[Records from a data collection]
——————
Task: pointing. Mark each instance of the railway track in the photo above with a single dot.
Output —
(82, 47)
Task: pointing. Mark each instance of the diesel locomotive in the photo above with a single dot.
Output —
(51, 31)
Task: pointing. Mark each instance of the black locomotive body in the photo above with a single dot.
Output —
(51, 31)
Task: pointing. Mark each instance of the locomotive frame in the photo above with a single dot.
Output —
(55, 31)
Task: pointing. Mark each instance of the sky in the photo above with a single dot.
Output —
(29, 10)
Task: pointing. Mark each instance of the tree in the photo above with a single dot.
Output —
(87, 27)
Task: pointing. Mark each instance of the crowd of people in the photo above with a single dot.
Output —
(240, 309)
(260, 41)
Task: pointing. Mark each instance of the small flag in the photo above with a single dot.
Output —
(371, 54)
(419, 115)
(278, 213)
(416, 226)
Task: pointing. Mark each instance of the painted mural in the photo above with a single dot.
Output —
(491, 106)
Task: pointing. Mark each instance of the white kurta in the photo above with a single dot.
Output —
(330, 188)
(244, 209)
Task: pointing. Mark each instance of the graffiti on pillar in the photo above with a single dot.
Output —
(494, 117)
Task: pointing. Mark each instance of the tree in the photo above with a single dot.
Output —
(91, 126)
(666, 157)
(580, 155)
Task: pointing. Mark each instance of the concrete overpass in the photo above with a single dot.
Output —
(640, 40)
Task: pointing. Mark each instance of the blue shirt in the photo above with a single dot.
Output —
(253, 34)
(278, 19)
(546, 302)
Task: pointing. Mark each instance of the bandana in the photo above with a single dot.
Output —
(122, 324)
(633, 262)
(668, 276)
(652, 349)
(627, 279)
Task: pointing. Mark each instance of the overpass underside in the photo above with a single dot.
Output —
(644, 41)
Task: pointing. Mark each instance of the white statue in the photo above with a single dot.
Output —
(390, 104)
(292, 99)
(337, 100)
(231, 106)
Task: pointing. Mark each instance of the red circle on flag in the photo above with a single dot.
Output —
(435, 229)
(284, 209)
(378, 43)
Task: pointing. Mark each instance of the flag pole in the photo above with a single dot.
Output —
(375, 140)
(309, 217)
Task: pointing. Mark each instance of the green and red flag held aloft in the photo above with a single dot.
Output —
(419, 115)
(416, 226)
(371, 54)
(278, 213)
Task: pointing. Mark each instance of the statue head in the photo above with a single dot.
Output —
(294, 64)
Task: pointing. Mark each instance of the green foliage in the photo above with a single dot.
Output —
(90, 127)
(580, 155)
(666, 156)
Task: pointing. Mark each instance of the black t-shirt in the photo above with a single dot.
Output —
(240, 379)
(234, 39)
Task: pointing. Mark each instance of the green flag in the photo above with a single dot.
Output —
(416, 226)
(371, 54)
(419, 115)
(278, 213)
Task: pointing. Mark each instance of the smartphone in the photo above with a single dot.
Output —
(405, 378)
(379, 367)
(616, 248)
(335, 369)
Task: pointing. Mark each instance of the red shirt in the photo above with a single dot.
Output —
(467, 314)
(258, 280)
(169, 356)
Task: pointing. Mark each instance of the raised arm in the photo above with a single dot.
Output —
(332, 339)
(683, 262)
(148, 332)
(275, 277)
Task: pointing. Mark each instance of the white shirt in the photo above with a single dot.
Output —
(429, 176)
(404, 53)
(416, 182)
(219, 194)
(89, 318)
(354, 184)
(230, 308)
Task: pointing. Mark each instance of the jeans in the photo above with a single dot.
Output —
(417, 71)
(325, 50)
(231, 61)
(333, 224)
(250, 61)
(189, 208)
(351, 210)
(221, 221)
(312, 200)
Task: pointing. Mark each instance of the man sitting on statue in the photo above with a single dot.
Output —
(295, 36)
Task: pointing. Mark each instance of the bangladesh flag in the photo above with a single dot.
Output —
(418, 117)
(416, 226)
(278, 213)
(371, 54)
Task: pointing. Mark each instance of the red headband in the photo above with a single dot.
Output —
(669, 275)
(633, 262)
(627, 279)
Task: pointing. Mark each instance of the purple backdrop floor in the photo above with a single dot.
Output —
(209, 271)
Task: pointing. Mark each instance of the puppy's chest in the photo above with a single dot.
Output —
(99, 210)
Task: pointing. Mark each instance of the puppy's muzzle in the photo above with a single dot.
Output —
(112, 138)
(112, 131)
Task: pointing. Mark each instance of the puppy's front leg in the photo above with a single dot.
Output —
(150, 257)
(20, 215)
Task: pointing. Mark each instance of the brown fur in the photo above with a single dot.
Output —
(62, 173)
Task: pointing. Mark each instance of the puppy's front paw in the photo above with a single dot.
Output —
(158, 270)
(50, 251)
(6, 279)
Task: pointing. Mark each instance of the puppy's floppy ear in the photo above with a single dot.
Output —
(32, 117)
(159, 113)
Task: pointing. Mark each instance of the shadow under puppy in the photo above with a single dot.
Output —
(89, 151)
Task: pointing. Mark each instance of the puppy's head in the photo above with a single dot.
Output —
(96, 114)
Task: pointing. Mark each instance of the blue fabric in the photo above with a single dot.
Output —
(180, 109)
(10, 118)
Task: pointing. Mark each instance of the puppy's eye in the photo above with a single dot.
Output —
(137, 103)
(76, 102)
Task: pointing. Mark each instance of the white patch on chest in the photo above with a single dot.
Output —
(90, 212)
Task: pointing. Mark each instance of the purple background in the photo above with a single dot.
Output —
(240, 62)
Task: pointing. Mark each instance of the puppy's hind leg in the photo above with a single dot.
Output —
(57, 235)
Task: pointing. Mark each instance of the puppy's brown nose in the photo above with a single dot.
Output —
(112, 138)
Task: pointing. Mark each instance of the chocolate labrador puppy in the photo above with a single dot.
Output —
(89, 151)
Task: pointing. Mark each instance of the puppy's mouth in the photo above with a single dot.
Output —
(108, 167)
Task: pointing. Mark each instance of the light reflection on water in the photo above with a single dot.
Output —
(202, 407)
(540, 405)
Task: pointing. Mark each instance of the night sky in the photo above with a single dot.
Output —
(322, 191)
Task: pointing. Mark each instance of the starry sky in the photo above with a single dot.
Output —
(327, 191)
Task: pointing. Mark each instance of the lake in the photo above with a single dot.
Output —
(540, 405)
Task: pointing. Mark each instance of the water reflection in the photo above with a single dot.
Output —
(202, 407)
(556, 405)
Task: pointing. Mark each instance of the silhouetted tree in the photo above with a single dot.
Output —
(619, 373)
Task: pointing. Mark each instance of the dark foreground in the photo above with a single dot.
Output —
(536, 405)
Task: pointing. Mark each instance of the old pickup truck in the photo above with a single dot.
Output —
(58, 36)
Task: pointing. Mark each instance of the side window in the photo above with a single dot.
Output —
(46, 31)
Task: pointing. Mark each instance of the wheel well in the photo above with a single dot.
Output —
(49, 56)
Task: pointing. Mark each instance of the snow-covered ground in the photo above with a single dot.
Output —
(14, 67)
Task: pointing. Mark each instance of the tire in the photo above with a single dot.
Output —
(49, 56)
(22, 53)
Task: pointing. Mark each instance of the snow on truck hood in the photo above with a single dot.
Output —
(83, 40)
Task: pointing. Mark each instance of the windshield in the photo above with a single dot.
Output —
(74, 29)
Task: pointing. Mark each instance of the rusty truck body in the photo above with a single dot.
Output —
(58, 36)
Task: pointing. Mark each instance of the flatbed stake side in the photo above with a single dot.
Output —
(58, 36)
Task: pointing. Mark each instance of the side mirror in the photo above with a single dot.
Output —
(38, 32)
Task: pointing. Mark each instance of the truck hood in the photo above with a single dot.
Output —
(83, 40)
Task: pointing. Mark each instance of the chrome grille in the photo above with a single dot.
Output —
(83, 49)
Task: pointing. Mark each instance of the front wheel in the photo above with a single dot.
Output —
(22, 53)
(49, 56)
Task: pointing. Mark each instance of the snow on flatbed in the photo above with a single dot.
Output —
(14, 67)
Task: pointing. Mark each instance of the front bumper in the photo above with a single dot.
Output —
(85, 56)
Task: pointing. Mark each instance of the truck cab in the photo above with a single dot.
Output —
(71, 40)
——————
**Directions**
The answer is a number only: how many lines of the data above include "flatbed"?

**Written solution**
2